How to complete this task
Count, in the listing that follows, every line containing the word "below". Give the number by itself.

━━━━━ Records shown

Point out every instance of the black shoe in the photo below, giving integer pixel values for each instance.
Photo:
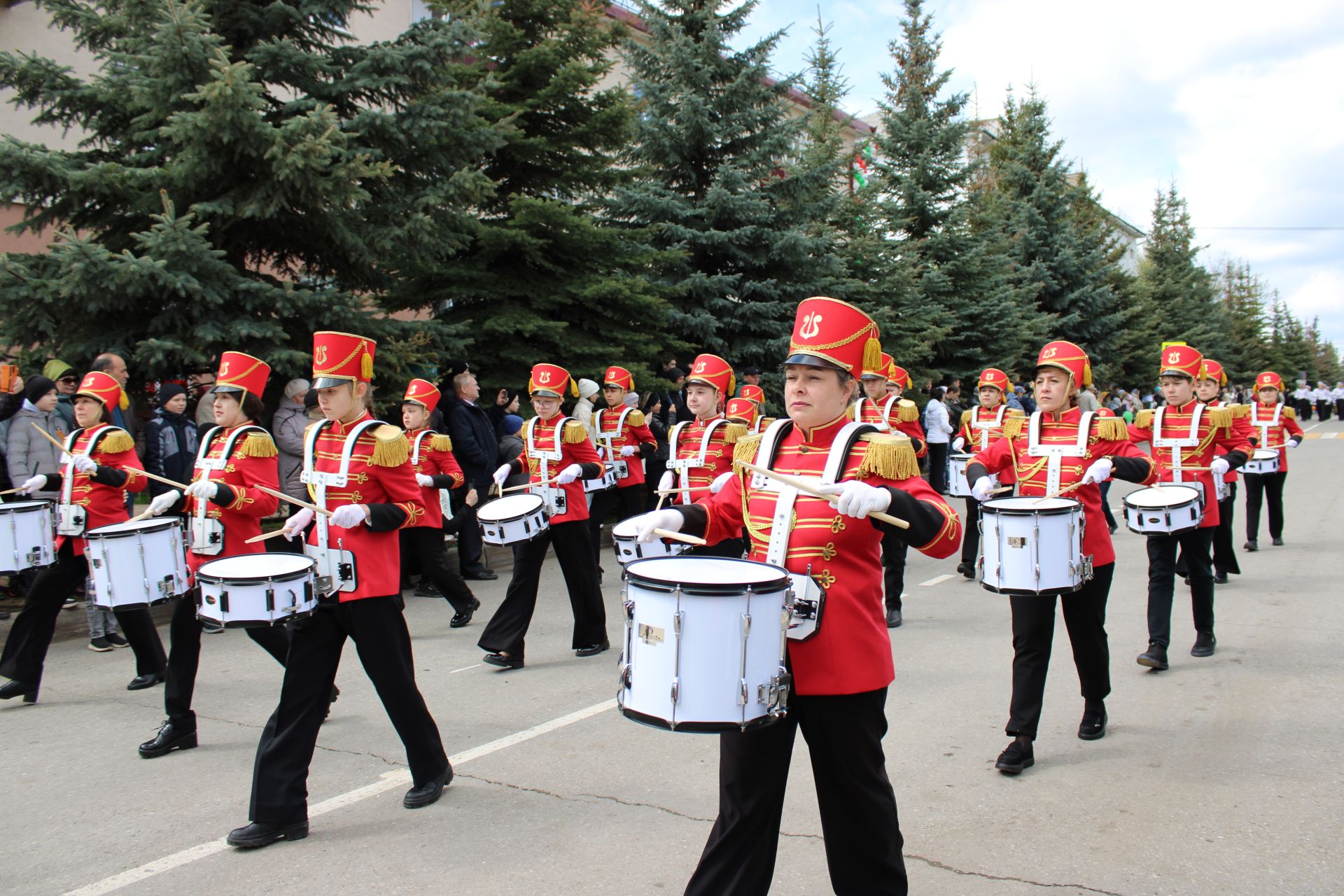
(428, 793)
(1205, 643)
(11, 690)
(1093, 727)
(140, 682)
(1155, 657)
(167, 741)
(463, 618)
(1015, 758)
(261, 834)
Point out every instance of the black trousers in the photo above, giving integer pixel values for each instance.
(892, 568)
(628, 501)
(185, 659)
(1161, 580)
(1259, 486)
(507, 629)
(1034, 634)
(858, 806)
(30, 636)
(378, 629)
(426, 547)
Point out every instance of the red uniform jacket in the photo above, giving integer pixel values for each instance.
(433, 458)
(1270, 434)
(1214, 431)
(851, 652)
(1107, 438)
(634, 431)
(102, 495)
(238, 504)
(538, 440)
(379, 476)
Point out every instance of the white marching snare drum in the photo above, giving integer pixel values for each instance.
(958, 484)
(705, 644)
(512, 519)
(1032, 546)
(1164, 510)
(26, 536)
(137, 564)
(1262, 461)
(254, 590)
(628, 548)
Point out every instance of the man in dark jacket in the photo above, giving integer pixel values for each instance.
(476, 449)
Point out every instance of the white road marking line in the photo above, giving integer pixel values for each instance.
(390, 780)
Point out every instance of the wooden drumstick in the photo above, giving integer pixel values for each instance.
(806, 485)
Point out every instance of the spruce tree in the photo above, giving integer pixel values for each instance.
(547, 274)
(248, 175)
(713, 149)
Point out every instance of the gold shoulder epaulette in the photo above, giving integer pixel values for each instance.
(391, 448)
(258, 445)
(890, 456)
(743, 451)
(574, 433)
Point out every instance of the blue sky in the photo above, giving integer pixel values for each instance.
(1240, 104)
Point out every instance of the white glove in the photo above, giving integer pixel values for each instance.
(164, 503)
(670, 520)
(349, 516)
(981, 489)
(33, 484)
(296, 524)
(858, 498)
(202, 489)
(1098, 472)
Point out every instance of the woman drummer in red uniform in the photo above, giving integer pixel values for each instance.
(1058, 448)
(101, 469)
(840, 676)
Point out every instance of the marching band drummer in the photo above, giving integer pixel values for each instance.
(701, 449)
(840, 676)
(555, 456)
(436, 469)
(1184, 433)
(981, 426)
(1275, 426)
(226, 510)
(101, 470)
(381, 498)
(1060, 447)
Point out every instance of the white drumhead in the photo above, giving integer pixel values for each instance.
(707, 571)
(1038, 505)
(1161, 496)
(510, 507)
(257, 566)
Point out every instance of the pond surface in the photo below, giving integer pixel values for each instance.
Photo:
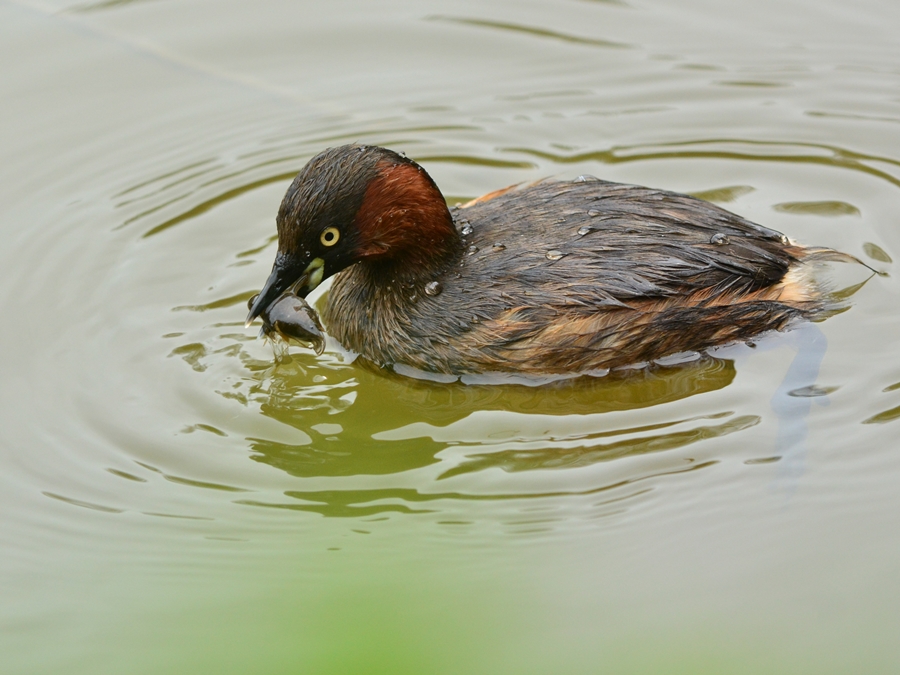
(176, 501)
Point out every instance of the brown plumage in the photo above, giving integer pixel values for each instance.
(553, 277)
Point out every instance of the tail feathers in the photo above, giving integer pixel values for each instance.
(822, 254)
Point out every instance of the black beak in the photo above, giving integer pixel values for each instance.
(286, 272)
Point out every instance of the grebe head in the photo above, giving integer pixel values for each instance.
(357, 203)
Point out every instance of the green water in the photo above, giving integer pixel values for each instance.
(174, 501)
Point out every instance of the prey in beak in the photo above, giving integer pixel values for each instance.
(287, 277)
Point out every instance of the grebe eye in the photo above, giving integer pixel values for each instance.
(329, 236)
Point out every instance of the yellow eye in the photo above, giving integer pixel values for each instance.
(329, 236)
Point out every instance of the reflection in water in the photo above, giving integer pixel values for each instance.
(792, 401)
(372, 502)
(375, 408)
(587, 453)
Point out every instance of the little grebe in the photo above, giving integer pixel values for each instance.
(552, 277)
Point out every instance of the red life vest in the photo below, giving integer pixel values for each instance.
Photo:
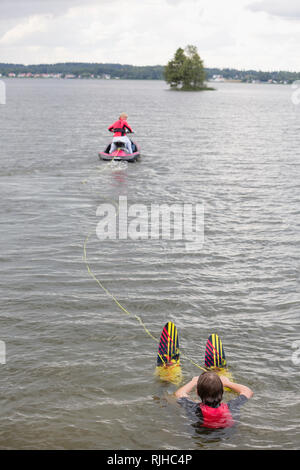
(219, 417)
(119, 128)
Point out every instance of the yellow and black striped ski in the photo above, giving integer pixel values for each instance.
(168, 350)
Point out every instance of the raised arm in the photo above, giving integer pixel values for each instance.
(238, 388)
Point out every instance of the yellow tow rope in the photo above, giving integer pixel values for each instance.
(121, 306)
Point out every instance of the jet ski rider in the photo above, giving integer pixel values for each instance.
(119, 129)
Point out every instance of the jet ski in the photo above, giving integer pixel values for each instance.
(121, 153)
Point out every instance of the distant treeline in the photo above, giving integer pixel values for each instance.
(131, 72)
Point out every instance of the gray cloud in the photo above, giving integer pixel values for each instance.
(24, 8)
(289, 9)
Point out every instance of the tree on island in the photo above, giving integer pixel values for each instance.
(186, 70)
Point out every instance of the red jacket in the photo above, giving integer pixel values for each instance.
(119, 128)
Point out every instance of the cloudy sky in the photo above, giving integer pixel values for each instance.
(245, 34)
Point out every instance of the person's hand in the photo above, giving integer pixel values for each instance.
(195, 380)
(225, 381)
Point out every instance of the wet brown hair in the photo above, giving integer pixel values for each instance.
(210, 389)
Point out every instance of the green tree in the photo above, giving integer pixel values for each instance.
(186, 70)
(173, 72)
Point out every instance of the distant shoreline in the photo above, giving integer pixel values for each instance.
(79, 70)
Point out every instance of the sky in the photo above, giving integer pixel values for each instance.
(242, 34)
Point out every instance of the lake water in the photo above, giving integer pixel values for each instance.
(79, 372)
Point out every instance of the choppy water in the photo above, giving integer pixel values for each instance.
(79, 373)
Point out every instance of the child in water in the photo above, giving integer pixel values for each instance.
(210, 411)
(119, 128)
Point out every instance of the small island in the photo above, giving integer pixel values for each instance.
(185, 72)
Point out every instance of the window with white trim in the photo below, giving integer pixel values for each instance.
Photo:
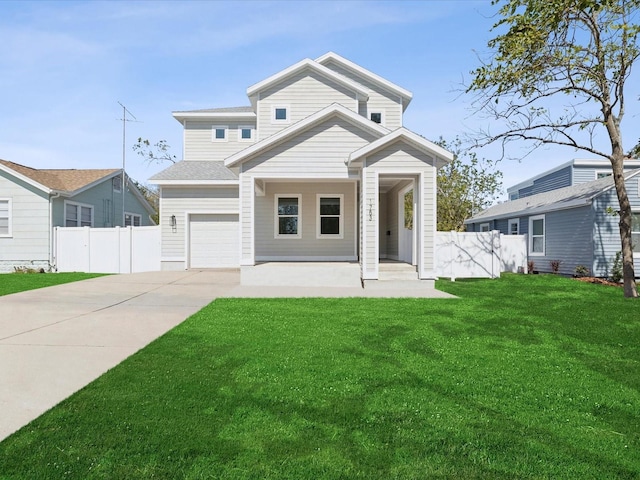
(132, 220)
(330, 217)
(537, 231)
(635, 232)
(280, 114)
(287, 216)
(245, 133)
(78, 215)
(5, 217)
(514, 226)
(219, 133)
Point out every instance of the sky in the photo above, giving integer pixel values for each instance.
(67, 67)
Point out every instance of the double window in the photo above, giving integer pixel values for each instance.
(78, 215)
(537, 232)
(5, 217)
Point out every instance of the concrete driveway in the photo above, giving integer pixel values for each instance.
(56, 340)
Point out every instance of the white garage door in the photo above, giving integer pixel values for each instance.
(214, 241)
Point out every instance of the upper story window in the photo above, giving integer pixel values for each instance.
(377, 117)
(536, 235)
(219, 133)
(5, 217)
(288, 208)
(280, 114)
(514, 226)
(245, 133)
(78, 215)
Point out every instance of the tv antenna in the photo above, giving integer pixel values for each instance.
(124, 120)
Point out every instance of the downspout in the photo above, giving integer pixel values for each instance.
(51, 251)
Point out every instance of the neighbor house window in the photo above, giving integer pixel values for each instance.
(5, 217)
(245, 134)
(219, 133)
(281, 114)
(288, 208)
(377, 117)
(330, 216)
(78, 215)
(537, 232)
(132, 220)
(635, 231)
(514, 226)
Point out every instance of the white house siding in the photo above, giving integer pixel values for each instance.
(606, 231)
(380, 99)
(29, 242)
(199, 144)
(403, 160)
(308, 246)
(180, 201)
(303, 94)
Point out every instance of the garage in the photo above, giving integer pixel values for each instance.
(214, 241)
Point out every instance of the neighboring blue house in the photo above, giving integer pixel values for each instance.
(34, 201)
(571, 223)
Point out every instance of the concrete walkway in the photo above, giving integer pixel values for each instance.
(56, 340)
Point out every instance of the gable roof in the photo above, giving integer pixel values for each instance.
(69, 181)
(306, 64)
(332, 110)
(441, 155)
(195, 172)
(559, 199)
(406, 95)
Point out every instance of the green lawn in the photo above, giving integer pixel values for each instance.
(524, 377)
(19, 282)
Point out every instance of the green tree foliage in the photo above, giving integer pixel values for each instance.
(466, 186)
(557, 75)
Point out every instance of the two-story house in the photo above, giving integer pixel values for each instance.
(315, 169)
(568, 213)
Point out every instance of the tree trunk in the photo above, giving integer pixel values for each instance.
(628, 271)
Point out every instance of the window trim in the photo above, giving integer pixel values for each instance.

━━━━━━━━━━

Response area
4